_Excerpted passage_:

= Association of Far Western District Champions =

Organization of barbershop gold medalists

The Association of Far Western District Champions (AFWDC), is an affiliate organization of the Far Western District association of chapters of the Barbershop Harmony Society (Society for the Preservation and Encouragement of Barber Shop Quartet Singing in America, Inc. (SPEBSQSA)). Founded in 1980–81, its members are the champions of the district's annual quartet contests, from 1947 to present. AFWDC's primary purpose is to raise funds to subsidize the travel expenses of Far Western District quartets who qualify to compete at the Barbershop Harmony Society's international quartet contest. Main sources of fundraising are the proceeds of two shows produced annually: the Past Champs Show, held the Friday evening of the district's annual convention; and the Go For The Gold Show, held each June.

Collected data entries
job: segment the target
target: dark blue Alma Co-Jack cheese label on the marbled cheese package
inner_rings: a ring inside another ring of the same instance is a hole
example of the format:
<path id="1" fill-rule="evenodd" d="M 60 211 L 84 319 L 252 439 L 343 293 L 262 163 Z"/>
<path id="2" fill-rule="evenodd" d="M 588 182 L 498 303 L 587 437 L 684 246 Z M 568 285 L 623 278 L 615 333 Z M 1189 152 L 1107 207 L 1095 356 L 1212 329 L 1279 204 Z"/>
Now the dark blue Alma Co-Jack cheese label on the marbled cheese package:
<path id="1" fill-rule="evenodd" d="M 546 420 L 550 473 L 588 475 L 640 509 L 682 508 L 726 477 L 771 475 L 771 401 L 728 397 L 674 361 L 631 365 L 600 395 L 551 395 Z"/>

_Activity_:
Extend the article on the Association of Far Western District Champions beyond its final sentence, keeping its encyclopedic style.

_Exercise answer_:
The organization was conceived by Nick Papageorge, lead singer of The Occidentals, 1977 FWD Quartet Champions. The AFWDC was named by Dan Jordan, who officially founded the association in 1980 with Nick Papageorge. The first meeting took place in 1979 in Bakersfield. The first AFWDC "Late Show" was held in 1980 in Phoenix, Arizona. The first Go For The Gold Show was held in 1982 in Los Angeles. The first Scorpionaires chorus performance took place in 1983 in Pasadena; this chorus was named by Lloyd Steinkamp and the Blythe, California, chapter it represents was named by Dan Jordan. The bylaws were drafted by Sam Aramian and Dan Jordan in 1979. The black membership badges were created by Dan Jordan and developed by the then society jeweler in 1979. The first and third president of the AFWDC was Dan Jordan (1979–1984 and 1986–1988) the second president was Don Gubbins (1984–1986). Nick Papageorge became the president in 1988 by vote in absentia due to the death of Dan Jordan's father-in-law. No past champs breakfast was held, and a majority in attendance took a vote.

A complete photographic (private) collection was developed by Dan Jordan.

Jordan, with help by Jack Hines, presented a proposal to the FWD board for a $1.00-per-district-member fund for international-bound competing quartets. The fund began in 1983 and augments the Go For The Gold Show proceeds to help with quartet expenses.

==Sources==
- Personal files and papers from Dan Jordan. President from 1979–1984 and 1986–1988.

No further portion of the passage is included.